- Work request -
Could you say how many lines below contain the word "kind"? Give the number with no other text.
----- Data for analysis
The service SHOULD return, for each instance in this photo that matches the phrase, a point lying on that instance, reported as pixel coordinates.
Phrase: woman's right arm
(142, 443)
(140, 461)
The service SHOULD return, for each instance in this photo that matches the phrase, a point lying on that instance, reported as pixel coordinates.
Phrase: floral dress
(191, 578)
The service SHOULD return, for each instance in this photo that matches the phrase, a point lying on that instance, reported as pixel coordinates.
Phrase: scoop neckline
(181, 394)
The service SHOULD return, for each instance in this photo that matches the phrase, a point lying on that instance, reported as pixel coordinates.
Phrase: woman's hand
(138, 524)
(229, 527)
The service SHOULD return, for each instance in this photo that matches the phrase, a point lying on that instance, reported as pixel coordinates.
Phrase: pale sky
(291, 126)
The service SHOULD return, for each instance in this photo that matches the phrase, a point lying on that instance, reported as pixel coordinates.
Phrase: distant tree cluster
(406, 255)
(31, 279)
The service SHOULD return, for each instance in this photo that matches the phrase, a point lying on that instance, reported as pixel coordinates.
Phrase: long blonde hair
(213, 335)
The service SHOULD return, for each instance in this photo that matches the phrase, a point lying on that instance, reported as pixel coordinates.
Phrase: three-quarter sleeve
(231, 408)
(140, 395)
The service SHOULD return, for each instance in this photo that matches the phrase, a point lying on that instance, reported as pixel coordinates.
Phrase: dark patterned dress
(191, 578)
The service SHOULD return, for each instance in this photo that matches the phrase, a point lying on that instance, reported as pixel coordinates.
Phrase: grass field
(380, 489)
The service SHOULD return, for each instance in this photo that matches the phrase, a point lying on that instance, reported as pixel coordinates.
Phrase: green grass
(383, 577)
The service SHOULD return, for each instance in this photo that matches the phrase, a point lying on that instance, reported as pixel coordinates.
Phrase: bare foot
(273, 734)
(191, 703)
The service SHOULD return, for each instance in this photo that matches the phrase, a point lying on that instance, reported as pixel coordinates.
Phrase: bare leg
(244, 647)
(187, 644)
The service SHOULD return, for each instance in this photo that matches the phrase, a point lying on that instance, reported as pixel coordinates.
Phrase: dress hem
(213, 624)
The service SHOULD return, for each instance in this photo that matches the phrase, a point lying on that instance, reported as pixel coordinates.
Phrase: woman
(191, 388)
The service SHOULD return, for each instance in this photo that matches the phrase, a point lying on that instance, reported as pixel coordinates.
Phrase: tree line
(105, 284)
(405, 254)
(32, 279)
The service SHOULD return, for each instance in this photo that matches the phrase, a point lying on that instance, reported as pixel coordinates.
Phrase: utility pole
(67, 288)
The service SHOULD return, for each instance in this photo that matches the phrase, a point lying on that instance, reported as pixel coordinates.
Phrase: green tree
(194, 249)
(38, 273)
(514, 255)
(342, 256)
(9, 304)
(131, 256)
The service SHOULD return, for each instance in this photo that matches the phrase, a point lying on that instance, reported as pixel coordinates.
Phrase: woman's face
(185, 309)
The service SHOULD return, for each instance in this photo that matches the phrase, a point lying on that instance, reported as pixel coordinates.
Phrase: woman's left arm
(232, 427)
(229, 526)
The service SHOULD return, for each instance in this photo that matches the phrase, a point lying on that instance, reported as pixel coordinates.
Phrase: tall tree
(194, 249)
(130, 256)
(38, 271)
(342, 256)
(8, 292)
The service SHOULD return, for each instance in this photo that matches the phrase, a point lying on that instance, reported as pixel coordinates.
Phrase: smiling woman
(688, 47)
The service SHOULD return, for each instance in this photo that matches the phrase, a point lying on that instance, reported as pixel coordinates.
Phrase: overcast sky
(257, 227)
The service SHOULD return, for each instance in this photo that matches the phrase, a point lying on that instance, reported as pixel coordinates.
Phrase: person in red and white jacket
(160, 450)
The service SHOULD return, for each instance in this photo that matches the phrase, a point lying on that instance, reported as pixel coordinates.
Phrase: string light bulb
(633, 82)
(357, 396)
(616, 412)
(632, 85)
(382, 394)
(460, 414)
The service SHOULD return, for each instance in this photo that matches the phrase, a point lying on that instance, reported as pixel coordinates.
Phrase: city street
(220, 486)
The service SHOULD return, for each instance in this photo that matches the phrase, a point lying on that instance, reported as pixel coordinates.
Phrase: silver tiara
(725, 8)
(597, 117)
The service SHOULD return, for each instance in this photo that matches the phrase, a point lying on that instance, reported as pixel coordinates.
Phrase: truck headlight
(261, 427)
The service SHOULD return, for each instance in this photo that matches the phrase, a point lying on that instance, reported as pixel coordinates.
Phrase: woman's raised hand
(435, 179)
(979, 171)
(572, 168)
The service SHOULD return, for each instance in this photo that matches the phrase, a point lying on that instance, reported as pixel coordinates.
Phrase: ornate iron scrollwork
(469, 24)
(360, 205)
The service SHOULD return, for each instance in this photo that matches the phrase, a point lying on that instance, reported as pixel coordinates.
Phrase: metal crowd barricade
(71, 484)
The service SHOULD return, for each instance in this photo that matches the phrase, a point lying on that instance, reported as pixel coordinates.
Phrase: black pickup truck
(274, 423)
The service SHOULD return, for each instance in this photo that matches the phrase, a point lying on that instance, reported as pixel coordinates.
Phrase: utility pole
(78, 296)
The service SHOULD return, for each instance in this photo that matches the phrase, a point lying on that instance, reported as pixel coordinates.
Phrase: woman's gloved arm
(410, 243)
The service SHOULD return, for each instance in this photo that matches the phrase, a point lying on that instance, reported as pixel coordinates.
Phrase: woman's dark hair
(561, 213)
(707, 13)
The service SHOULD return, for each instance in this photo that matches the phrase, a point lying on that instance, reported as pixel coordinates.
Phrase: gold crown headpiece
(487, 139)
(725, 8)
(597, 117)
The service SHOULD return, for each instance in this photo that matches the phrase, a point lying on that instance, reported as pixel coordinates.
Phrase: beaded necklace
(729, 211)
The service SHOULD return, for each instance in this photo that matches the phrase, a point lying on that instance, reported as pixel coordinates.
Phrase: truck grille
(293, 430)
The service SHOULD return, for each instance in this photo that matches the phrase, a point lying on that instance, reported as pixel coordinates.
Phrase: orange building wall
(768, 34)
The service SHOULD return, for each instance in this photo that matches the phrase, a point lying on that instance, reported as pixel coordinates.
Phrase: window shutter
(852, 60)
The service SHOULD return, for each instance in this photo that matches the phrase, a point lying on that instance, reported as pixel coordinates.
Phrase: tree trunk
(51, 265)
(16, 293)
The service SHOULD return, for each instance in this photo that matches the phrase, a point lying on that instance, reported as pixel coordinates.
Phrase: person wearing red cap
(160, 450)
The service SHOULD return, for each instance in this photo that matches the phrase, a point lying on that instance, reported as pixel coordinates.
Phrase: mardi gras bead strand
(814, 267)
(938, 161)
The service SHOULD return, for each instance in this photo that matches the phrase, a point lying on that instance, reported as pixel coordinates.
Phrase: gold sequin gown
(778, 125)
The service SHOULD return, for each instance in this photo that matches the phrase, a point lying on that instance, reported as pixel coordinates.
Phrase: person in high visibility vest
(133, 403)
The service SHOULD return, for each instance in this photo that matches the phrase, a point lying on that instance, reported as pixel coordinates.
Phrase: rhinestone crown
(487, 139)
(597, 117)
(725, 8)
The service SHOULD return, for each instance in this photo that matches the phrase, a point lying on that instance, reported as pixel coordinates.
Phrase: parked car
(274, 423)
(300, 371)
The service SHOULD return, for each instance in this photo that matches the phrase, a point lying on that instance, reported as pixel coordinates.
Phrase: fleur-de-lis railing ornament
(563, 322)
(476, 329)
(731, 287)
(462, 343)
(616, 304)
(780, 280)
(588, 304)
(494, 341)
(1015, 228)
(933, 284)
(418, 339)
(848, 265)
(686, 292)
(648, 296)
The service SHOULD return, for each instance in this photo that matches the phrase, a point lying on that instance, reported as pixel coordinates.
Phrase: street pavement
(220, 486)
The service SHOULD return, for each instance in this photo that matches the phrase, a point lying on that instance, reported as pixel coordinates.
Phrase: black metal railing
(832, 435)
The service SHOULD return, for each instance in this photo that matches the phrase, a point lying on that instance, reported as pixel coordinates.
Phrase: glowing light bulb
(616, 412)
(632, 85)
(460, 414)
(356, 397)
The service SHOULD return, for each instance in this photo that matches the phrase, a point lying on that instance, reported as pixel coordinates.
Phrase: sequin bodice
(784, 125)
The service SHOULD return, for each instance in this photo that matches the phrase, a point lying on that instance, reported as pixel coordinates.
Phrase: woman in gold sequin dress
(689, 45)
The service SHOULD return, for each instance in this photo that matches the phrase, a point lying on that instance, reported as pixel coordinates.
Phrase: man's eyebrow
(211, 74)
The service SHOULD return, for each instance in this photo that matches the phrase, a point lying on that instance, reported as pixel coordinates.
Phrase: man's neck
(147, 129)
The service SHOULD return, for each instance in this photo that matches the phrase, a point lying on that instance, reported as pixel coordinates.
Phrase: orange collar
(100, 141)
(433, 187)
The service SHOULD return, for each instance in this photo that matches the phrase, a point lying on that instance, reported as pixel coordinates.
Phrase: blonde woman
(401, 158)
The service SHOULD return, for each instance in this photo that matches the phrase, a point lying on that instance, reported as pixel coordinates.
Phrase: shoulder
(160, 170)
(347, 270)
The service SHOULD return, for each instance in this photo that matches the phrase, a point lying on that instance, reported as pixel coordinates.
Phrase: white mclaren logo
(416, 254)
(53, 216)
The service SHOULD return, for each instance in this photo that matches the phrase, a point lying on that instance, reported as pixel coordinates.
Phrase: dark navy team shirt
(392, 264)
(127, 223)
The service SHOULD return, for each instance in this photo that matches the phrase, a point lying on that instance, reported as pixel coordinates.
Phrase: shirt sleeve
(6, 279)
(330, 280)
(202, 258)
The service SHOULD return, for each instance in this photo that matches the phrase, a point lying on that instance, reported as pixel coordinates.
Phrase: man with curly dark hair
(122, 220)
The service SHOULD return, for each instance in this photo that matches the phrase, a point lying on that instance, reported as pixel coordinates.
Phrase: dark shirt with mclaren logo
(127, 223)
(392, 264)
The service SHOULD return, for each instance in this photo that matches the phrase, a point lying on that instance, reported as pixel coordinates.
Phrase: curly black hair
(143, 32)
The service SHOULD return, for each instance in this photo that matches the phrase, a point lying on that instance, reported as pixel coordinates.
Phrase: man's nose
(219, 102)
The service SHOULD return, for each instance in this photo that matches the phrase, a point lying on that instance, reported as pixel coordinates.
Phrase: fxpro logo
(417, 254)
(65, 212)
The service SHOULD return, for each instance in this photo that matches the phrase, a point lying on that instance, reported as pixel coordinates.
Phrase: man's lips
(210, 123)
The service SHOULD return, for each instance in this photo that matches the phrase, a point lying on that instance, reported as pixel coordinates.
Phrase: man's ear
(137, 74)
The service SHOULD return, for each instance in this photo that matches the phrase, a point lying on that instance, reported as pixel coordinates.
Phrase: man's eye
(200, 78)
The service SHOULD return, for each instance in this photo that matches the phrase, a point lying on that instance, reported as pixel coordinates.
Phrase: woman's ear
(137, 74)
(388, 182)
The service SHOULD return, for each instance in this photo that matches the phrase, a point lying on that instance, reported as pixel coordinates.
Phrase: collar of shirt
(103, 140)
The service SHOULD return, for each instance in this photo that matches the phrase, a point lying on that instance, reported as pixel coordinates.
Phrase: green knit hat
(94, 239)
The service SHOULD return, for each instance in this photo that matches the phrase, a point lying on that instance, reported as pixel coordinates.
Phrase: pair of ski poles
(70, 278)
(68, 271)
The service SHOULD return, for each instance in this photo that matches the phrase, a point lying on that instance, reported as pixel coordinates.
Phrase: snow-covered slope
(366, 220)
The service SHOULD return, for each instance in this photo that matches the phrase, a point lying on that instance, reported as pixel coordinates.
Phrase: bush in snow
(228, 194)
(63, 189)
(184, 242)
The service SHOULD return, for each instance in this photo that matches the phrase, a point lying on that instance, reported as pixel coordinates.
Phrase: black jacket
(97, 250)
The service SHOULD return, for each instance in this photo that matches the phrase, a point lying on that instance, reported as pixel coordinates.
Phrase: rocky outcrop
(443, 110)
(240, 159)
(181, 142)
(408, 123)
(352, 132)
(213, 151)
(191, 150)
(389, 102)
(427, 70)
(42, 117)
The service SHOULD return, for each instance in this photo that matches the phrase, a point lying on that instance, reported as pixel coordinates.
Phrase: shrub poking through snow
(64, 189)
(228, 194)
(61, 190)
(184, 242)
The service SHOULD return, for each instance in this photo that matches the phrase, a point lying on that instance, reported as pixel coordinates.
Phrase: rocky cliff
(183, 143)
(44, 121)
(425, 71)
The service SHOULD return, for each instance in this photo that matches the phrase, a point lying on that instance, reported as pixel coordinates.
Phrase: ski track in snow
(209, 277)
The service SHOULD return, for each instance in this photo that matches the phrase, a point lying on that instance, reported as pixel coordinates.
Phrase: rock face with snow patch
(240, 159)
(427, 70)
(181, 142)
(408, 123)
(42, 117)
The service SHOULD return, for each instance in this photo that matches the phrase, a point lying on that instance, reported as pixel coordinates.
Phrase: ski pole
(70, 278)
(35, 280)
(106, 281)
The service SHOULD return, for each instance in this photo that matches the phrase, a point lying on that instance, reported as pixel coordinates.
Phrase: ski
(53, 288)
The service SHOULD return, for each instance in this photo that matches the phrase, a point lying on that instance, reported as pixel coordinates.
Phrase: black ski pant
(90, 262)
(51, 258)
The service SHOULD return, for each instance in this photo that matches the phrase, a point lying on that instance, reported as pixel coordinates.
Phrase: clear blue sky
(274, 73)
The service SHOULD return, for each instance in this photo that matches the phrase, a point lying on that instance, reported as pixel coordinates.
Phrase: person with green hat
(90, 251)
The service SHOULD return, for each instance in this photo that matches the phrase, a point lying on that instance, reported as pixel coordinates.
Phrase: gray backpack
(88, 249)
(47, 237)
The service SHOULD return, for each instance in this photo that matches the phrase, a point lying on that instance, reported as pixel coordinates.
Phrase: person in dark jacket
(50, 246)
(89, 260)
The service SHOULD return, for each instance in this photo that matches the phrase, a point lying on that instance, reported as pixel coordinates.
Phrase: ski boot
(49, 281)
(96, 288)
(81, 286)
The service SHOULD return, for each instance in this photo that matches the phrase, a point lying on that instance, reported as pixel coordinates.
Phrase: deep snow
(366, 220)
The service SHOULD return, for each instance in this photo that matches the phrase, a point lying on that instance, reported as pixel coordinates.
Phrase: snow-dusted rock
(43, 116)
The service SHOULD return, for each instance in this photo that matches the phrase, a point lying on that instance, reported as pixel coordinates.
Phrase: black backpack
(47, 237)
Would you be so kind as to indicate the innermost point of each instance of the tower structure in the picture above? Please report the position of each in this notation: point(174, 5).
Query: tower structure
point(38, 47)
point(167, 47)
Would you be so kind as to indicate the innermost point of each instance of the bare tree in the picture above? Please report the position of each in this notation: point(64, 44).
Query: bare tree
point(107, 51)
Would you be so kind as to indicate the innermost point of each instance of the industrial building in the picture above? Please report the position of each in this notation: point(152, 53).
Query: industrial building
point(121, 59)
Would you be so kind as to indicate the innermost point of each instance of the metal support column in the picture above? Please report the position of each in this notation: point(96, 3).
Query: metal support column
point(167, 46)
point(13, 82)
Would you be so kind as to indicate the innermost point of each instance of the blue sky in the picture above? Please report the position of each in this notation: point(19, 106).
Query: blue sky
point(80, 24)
----------
- Reply to the exercise -
5